**WHAT YOU WILL DO**
**A)** From the services agreement, return the passage starting with "NOW, THEREFORE, in" and going on through "covering the Shares.", copied word for word.
**B)** Under the services agreement, how many shares of Metropolitan's common stock are to be issued to Atlas as partial consideration for the Services?

**EXTRACT**
....................

EXHIBIT 10.1
Services Agreement with Xxx Xxxxxxx Atlas
SERVICES AGREEMENT
THIS SERVICES AGREEMENT (the "Agreement") dated December 31, 2001, is
made by and between Metropolitan Health Networks, Inc., a Florida corporation
("Metropolitan") and Xxx Xxxxxxx Atlas, an individual resident of Florida
("Atlas").
WHEREAS, Atlas has previously provided legal services to Metropolitan;
and
WHEREAS, it is anticipated that Atlas will continue to provide legal
services to Metropolitan in the future, and Atlas has agreed to make himself
available as is reasonably necessary to provide such future services; and
WHEREAS, the legal services covered by this Agreement that have been
provided and that are to be provided in the future by Atlas, including making
himself available as is reasonably necessary to provide such services in the
future, are hereinafter referred to as the "Services"; and
WHEREAS, as partial consideration for the Services, Metropolitan has
agreed to issue shares of its common stock to Atlas as hereinafter set forth.
NOW, THEREFORE, in consideration of the mutual promises and covenants
set forth herein, and for other good and valuable consideration, the receipt and
sufficiency of which is hereby acknowledged by the parties, the parties hereto,
intending to be legally bound, agree as follows:
1. CONSIDERATION. As partial consideration for the Services,
Metropolitan hereby agrees to forthwith issue to Xxx Xxxxxxx Atlas, 113,073
shares of the common stock, par value $.001, of Metropolitan (the "Shares").
2. REGISTRATION RIGHTS. Metropolitan agrees that promptly following
execution of this Agreement, it will prepare and file with the United States
Securities and Exchange Commission, a registration statement on Form S-8
covering the Shares.

....................

**RECORDS SUPPLIED**
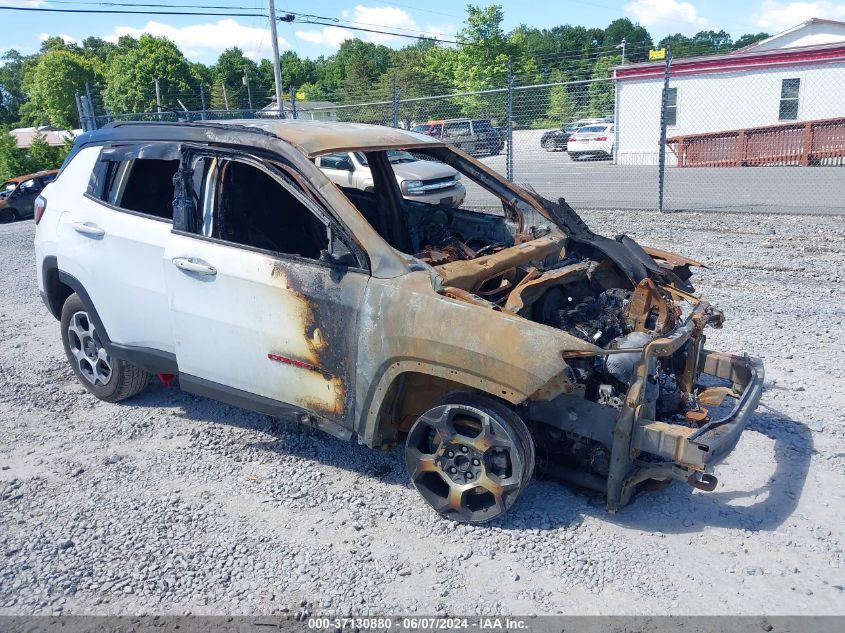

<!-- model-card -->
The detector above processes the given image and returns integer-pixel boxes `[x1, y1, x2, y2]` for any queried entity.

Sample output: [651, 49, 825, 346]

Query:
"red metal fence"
[666, 118, 845, 167]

....................

**TASK-BY-TASK ANSWERS**
**A)**
NOW, THEREFORE, in consideration of the mutual promises and covenants
set forth herein, and for other good and valuable consideration, the receipt and
sufficiency of which is hereby acknowledged by the parties, the parties hereto,
intending to be legally bound, agree as follows:
1. CONSIDERATION. As partial consideration for the Services,
Metropolitan hereby agrees to forthwith issue to Xxx Xxxxxxx Atlas, 113,073
shares of the common stock, par value $.001, of Metropolitan (the "Shares").
2. REGISTRATION RIGHTS. Metropolitan agrees that promptly following
execution of this Agreement, it will prepare and file with the United States
Securities and Exchange Commission, a registration statement on Form S-8
covering the Shares.

**B)** 113,073 shares